** BEGIN EXTRACT PROVIDED **

The recent election of Phil Murphy to the New Jersey governorship has revived the legislature’s effort to increase the state’s personal income tax on higher-income New Jerseyans. The proposed tax increase is being referred to as a “millionaire tax,” and would increase taxes on income earned that’s greater than $1 million from a rate of 8.97 percent to 10.75 percent. The anticipated increase of $600 million in tax revenue would be used to boost funding for New Jersey’s public schools.
New Jersey can ill afford a major tax hike. The state is already amongst the worst nationwide for having a high tax burden, ranking near the top in several state tax categories. According to the Tax Foundation, New Jersey has the worst state business tax climate of the 50 states, the third-highest overall state and local tax burden, the highest property taxes, and the fifth-highest top rate for personal income taxes. Relying on a fluctuating tax with a small base, such as the millionaire tax, can result in larger budget deficits than what would be experienced with broader and flatter tax systems.
Millionaire taxes are an unreliable source of revenue. Scott Hodge of the Tax Foundation notes millionaire status is both temporary and fluid. Many taxpayers achieve millionaire status only once in their lifetime. In addition, the number of millionaires fluctuates based on the business cycle. Before the recent recession, between 2002 and 2007, the number of millionaire tax returns more than doubled to a record 392,220; as a result of the recession, the number fell by 40 percent between 2007 and 2009.
Higher taxes drive wealthy taxpayers out of the city, taking their income, capital, and tax revenues with them. In 2009, Maryland created a millionaire tax projected to raise an additional $106 million. Instead of providing the expected new revenue, by the next year, the number of people in the state reporting incomes of $1 million or more fell by one-third. Maryland took in $100 million less from millionaire earners than the previous year, and the state allowed the tax to expire in 2010.
New Jersey has already seen its tax system drive away higher-income residents. According to Bloomberg, higher-income escapees include Omega Advisors Chairman Leon Cooperman and Appaloosa Management founder David Tepper, billionaires who recently moved to Florida, a state with no income tax.

** END EXTRACT PROVIDED **

> **TASK REQUIREMENTS**
**a.** Check each statement against the piece on New Jersey's millionaire tax and answer yes or no, quoting the words from the piece that decide it. (i) The proposed tax would raise the rate on income above $1 million to 10.75 percent. (ii) The Tax Foundation ranks New Jersey second for overall state and local tax burden. (iii) Maryland kept its millionaire tax in place after 2010.
**b.** Write the next part of the piece on New Jersey's millionaire tax, starting right after its last sentence.

** BEGIN PROVIDED MATERIAL **

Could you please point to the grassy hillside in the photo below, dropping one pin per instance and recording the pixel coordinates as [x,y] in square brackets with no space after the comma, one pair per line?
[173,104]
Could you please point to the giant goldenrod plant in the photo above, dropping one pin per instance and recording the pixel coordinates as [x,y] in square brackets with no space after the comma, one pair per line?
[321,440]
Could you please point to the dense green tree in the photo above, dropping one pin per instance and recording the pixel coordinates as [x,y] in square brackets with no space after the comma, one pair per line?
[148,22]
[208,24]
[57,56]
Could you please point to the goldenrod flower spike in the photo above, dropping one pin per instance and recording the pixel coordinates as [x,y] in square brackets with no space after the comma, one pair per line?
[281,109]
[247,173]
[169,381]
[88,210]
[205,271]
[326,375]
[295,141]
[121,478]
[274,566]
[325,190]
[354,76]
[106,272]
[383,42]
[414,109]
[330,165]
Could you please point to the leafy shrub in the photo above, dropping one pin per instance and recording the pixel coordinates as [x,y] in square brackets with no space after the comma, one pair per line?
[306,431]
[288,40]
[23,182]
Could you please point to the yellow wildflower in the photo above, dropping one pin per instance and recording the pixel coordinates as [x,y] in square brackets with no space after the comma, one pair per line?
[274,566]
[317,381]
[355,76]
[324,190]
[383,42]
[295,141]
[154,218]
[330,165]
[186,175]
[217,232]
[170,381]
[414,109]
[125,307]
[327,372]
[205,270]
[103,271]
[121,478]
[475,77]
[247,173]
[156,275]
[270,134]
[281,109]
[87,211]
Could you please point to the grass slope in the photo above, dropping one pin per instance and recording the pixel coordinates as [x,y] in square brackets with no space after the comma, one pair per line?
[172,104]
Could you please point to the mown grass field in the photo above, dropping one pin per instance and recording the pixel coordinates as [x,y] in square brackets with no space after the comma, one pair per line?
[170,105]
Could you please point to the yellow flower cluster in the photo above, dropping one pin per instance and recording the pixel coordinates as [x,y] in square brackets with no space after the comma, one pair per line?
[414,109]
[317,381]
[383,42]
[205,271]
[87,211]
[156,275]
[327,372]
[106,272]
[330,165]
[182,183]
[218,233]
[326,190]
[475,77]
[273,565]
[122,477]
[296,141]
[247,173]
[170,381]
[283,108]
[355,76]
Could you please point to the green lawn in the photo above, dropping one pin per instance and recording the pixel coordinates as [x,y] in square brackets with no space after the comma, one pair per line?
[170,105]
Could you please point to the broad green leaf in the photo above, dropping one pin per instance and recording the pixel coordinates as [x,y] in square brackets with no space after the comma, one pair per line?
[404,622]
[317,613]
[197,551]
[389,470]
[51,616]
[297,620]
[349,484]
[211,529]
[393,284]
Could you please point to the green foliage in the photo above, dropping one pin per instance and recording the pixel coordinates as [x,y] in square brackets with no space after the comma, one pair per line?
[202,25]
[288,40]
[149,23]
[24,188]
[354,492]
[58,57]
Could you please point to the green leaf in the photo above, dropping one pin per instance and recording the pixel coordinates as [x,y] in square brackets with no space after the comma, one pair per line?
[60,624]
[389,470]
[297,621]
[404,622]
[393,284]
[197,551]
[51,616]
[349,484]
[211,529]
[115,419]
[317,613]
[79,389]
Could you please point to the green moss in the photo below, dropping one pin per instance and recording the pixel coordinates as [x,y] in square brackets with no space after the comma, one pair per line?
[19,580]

** END PROVIDED MATERIAL **

> **RESPONSES TO THE EXERCISE**
**a.**
(i) Yes: "from a rate of 8.97 percent to 10.75 percent"
(ii) No: "the third-highest overall state and local tax burden"
(iii) No: "the state allowed the tax to expire in 2010"

**b.**
The current federal tax reform plan could complicate the matter even further. An end to the state and local tax deduction, which is commonly used by New Jerseyans to pay their sky-high state taxes, would expose New Jersey taxpayers to the full brunt of the state tax rate for the first time, increasing their overall state tax burden. NJ.com estimates the effect for a standard top earner would be an income tax hike of about 3.5 percent.
While income taxes are often sold to the people as a tax on the rich, they never remain that way. Income taxes always expand over time to cover increasingly more taxpayers, due to government’s insatiable need for tax revenue, which it uses to fuel out-of-control spending. Instead of increasing taxes on higher earners, New Jersey’s elected officials should focus on making the city a more attractive place for businesses and workers, a goal that would best be accomplished by restraining spending, lowering tax rates, and reducing unnecessary regulations.
The documents cited below examine millionaire taxes and their history of failing to shore up budgets and increase revenue.
Federal Tax Reform Might Push New Jersey to Reform Tax System
In this article, Joseph Bishop-Henchman of the Tax Foundation writes about how the current federal tax reform proposals, which eliminate the state and local tax deduction, could affect effective tax rates in New Jersey. Bishop-Henchman says New Jersey would be hit hard by the proposed changes.
One Rich Guy Moves, New Jersey Budget in Peril
Scott Drenkard of the Tax Foundation discusses how overtaxing the wealthy can drive high-earning residents from a state, thereby having a significant negative effect on a state’s budget.
Ten Principles of State Fiscal Policy
The Heartland Institute provides policymakers and civic and business leaders a highly condensed, easy-to-read guide to state fiscal policy principles. The principles range from “Above all else: Keep taxes low” to “Protect state employees from politics.”
Taxing the Rich Will Bankrupt Your State
John Nothdurft of The Heartland Institute explains the disadvantages and negative consequences of “millionaire” taxes and overtaxing the top income brackets.
Trend #1: “Millionaires’ Taxes”
Joseph Henchman of the Tax Foundation examines the millionaire tax trend in this Fiscal Fact article. “A number of states have enacted high income taxes on those with large incomes. Although nicknamed ‘millionaires’ taxes,’ they have hit income at much lower levels. The trend seems to have petered out although California and Maryland may see further action,” Henchman writes.
Should We Raise Taxes on the Rich?
Peter Ferrara, senior fellow for entitlement and budget policy at The Heartland Institute, writes in the American Spectator about “taxing the rich” and explains why such policies make no fiscal sense.
Long-run Macroeconomic Impact of Increasing Tax Rates on High-Income Taxpayers in 2013
This report from Ernst & Young conducted on behalf of the Independent Community Bankers of America, the National Federation of Independent Business, the S Corporation Association, and the United States Chamber of Commerce examines the long-term impact of an increase in top income tax rates.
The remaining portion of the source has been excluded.